--- Start Records for the exercise ---

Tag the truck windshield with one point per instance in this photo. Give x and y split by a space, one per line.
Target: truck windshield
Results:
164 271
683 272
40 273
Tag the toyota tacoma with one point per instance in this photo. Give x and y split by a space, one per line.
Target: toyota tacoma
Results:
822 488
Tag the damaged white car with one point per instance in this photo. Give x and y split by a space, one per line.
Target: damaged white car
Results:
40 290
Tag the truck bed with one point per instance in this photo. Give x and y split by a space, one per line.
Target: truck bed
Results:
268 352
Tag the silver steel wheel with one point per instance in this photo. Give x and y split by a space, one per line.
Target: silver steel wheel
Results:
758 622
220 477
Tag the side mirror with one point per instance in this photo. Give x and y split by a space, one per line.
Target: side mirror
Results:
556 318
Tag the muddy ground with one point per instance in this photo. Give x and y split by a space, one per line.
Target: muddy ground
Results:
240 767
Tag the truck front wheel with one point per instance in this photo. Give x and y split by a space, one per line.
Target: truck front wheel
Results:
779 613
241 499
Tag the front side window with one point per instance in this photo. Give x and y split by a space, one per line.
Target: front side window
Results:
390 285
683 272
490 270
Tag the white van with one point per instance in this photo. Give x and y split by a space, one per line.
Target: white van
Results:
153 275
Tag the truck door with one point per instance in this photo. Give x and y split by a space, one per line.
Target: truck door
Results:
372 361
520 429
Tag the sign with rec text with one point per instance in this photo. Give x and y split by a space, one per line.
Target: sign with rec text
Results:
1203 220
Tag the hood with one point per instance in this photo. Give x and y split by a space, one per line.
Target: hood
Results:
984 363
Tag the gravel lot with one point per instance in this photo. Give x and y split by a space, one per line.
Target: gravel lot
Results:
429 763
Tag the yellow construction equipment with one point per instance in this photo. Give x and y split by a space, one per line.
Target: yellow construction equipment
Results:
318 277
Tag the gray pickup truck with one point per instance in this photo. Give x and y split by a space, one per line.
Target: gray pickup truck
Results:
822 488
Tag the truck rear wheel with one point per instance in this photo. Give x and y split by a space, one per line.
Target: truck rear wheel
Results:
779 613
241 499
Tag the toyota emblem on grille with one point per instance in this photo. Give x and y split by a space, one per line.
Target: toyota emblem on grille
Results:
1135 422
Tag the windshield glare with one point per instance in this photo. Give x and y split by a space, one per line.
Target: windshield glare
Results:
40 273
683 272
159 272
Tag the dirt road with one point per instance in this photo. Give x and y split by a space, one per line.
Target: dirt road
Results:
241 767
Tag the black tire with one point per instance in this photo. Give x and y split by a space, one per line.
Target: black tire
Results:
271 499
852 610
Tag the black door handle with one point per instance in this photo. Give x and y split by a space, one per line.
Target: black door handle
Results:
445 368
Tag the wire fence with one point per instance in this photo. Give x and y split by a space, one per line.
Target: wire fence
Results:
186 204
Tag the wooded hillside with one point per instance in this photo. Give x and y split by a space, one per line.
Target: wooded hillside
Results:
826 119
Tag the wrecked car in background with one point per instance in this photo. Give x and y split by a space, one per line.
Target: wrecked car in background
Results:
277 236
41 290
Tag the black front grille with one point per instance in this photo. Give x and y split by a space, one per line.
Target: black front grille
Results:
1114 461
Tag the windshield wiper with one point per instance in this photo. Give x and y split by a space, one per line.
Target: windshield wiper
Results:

--- End Records for the exercise ---

Given exercise ->
Render the lines above, from the line containing "Tag the black front" through the final line of the records, as a JSON list of strings with one string per line and any blank lines omitted.

Response to the task ->
[
  "Tag the black front grille with one point per instance in this photo. Give x and y split by a space, one per line.",
  "Target: black front grille",
  "Results:",
  "1114 461",
  "Tag the windshield wiper with one point per instance in this photo. Give x and y split by a space, one per line.",
  "Target: windshield wiper",
  "Results:"
]